• [What you will do]
[A] Return the part of the Peru teaching guide starting at "Thursday, December 11, 2008" and ending at "what to do.", copied word for word.
[B] Carry the guide to teaching English in Peru further, picking up after its last sentence.

• [Excerpted passage]
● ● ●

Thursday, December 11, 2008

Finding Teaching Jobs in Peru

Updated 1 May 2014

I've put together a basic guide for those who would like to teach English in Peru. For more comprehensive information on teaching, try looking in The Ultimate Guide to Teaching in Peru, which was featured in Transitions Abroad. If you're going to be going to Peru make sure you take advantage of all the things you can see and do here. There are a number of great Peru guide books out there that will help you pick and choose what to do. 

Finding a Job Before You Arrive
In general it’s difficult to secure a teaching job before you arrive here, but not impossible. You might try contacting schools before you arrive, and can find a list of schools in The Little Black Book of English Institutes in Peru. Keep in mind that only institutes are mentioned in the link above. If you're a qualified teacher and interested in primary or secondary schools, try IBO or TES.

Side Jobs and Working Online
Nowadays there are many places that need online teachers. Usually you will be a conversation teacher, but there are other positions available, such as assisting with writing. Pay varies, but is around $10 an hour. You can find more info at Teaching Online.

● ● ●

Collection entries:

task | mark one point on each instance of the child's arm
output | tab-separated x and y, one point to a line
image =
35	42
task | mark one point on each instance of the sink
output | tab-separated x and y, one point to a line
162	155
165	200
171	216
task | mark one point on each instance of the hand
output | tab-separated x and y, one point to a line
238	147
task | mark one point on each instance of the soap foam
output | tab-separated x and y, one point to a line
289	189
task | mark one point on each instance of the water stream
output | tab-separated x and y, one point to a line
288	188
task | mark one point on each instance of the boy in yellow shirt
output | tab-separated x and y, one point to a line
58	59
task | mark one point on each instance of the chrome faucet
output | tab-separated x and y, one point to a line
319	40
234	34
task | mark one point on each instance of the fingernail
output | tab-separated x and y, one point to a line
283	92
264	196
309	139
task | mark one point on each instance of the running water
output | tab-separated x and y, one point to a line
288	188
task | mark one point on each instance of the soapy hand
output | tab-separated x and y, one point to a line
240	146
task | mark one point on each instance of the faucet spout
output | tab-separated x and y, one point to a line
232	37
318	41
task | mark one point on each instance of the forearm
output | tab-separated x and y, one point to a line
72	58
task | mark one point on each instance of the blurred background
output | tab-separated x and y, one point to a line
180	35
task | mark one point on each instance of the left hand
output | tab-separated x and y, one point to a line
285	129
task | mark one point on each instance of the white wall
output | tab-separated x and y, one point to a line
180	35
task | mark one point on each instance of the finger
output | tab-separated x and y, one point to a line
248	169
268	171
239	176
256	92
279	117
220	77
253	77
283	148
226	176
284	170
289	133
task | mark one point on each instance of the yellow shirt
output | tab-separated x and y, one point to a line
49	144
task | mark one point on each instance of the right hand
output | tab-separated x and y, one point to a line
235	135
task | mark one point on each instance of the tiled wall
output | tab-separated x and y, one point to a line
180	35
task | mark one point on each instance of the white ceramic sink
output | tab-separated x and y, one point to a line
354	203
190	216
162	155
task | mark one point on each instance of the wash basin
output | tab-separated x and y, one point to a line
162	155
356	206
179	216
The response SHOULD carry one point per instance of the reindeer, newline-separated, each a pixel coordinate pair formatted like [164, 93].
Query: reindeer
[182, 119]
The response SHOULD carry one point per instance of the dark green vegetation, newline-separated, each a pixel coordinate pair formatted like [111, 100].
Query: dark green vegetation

● ● ●

• [Answers for the exercise]
[A]
Thursday, December 11, 2008

Finding Teaching Jobs in Peru

Updated 1 May 2014

I've put together a basic guide for those who would like to teach English in Peru. For more comprehensive information on teaching, try looking in The Ultimate Guide to Teaching in Peru, which was featured in Transitions Abroad. If you're going to be going to Peru make sure you take advantage of all the things you can see and do here. There are a number of great Peru guide books out there that will help you pick and choose what to do.

[B]
If you'd like to do something other than teaching, there are lots of possibilities, such as selling art, being a doula, or even a tour guide. For more ideas read, Supplementing Your Teaching Salary. There are more things you can do besides teaching, selling photos online, editing, or creating database are just the tip of the iceberg. Check out more ways in the article, Making Money Online.

Getting Teaching Work
Although it might take a lot of work at the beginning, you{ll soon build up a solid schedule. Try looking at the advice in What to do Upon Arrival to find out how to get a good job quickly. If you're a single parent or have children, you'll have more things to take into consideration. Be sure to read TEFLing as a Single Parent and Teaching with Kids in Tow.

In most places, employers will want to meet you before having you sign a contract, they might also have you take English tests, psychological tests, and do a demo lesson. Don’t worry too much about TEFL certs. Having a degree and being a native speaker are usually enough to get a job. Experience and is also a big help. And if you have a teaching license, you can get a job just about anywhere. Watch out for chain schools, although some are good, they may not treat their teachers as well as other places. And remember don't just accept the first job offer just because you need a job. Look at the article, Things to Consider Before Accepting a Job before you sign a contract.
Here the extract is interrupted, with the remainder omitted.